— Short exercise —
Rewrite the stretch from the line containing "Point to the blurred" through the end of the records, requests included, and raise every x and y coordinate in the answers by 83. Leave the requests and their format samples unchanged.

— Supplied data —
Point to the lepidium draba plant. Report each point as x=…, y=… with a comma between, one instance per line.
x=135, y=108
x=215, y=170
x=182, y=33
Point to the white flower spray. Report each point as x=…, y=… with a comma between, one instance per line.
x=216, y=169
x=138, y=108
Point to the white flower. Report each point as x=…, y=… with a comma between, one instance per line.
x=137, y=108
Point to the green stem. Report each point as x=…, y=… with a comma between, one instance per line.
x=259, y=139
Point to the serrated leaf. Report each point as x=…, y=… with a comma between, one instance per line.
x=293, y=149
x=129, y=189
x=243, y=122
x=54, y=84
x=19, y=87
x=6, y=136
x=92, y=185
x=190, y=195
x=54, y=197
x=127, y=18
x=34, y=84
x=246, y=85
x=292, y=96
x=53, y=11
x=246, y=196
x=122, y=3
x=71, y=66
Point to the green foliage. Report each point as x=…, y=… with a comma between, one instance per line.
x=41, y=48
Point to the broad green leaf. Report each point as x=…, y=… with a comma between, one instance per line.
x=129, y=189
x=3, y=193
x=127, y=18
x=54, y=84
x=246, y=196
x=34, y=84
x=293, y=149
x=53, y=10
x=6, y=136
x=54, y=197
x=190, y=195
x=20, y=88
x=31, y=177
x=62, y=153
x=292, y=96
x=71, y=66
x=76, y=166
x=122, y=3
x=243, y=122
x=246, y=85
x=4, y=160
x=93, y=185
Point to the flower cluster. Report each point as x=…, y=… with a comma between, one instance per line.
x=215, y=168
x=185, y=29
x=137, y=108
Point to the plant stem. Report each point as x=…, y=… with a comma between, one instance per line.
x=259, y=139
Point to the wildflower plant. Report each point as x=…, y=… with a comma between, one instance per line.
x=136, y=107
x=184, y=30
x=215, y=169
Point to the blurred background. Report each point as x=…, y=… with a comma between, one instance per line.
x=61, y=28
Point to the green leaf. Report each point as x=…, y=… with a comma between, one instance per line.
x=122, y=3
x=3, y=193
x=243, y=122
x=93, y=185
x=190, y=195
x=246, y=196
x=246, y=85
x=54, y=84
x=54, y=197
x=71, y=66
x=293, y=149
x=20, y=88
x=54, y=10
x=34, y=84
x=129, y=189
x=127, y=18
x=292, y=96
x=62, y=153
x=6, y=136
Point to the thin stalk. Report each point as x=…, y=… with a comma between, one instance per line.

— Task result —
Point to the blurred background. Report each point as x=…, y=… with a comma between, one instance per line.
x=144, y=111
Point to the green leaf. Report each point as x=…, y=… with a comma between, one instance per line.
x=205, y=86
x=86, y=276
x=326, y=205
x=176, y=268
x=273, y=278
x=329, y=279
x=329, y=168
x=137, y=167
x=137, y=280
x=154, y=149
x=376, y=232
x=103, y=171
x=137, y=93
x=117, y=167
x=212, y=272
x=210, y=101
x=375, y=179
x=145, y=236
x=89, y=219
Point to the thin stalk. Report each point as x=…, y=… with a comma between, one instance per line.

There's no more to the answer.